[START ITEMS]

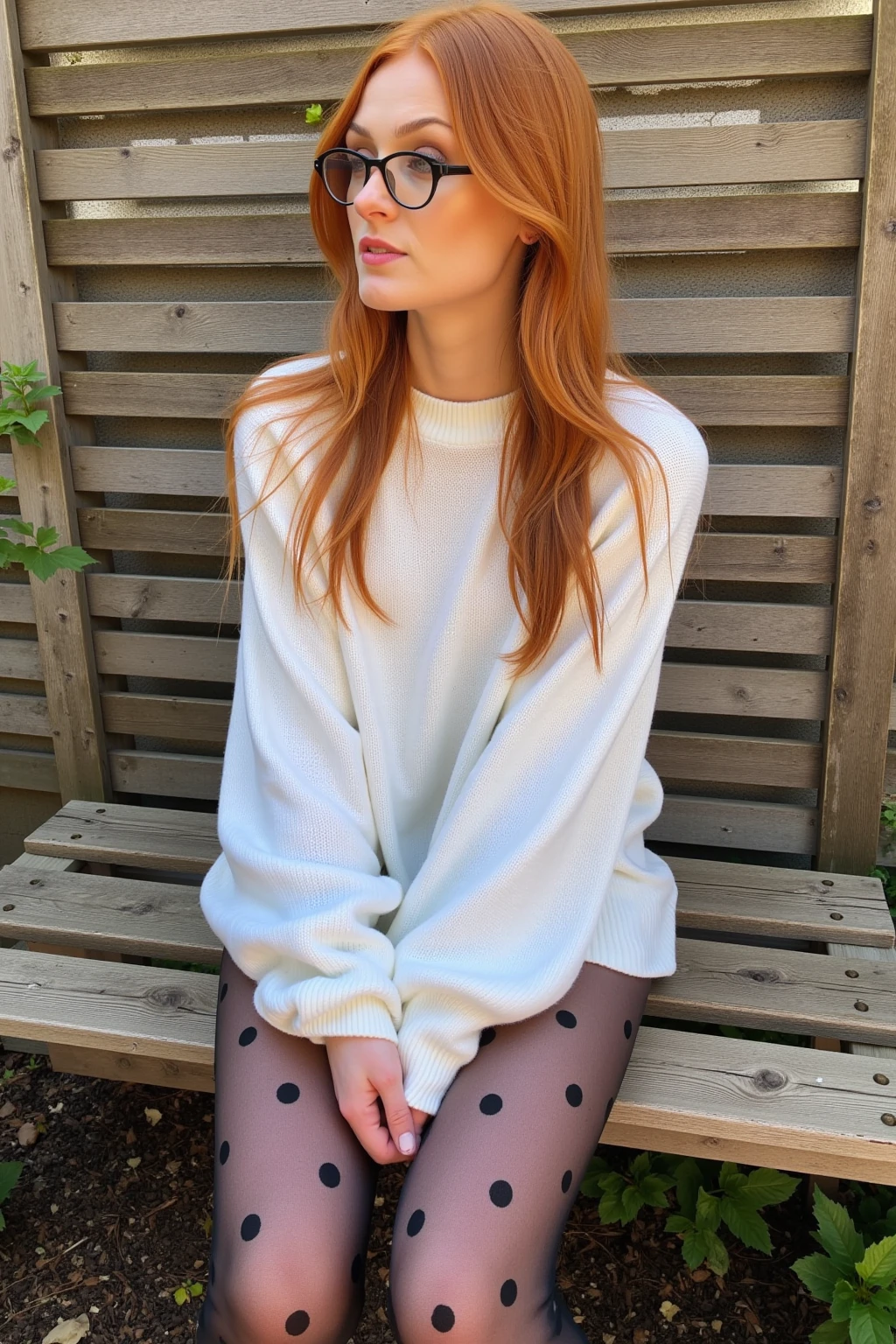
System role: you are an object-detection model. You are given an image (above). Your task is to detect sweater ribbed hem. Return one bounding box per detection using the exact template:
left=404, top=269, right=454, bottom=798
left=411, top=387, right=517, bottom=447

[END ITEMS]
[START ITEMS]

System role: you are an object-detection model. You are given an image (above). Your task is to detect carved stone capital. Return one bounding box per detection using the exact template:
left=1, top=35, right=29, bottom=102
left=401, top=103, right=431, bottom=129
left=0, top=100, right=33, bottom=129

[END ITEMS]

> _TASK OBJECTIVE_:
Retype the rows between the line holding "to detect carved" and the line holding "left=0, top=100, right=33, bottom=129", inclusive, with every character kept the same.

> _IN RESPONSE_:
System role: you are an object-detection model. You are given an image (above). Your task is to detect carved stone capital. Return one bounding box per detection using the exact template:
left=1, top=35, right=29, bottom=102
left=401, top=103, right=431, bottom=129
left=0, top=100, right=33, bottom=129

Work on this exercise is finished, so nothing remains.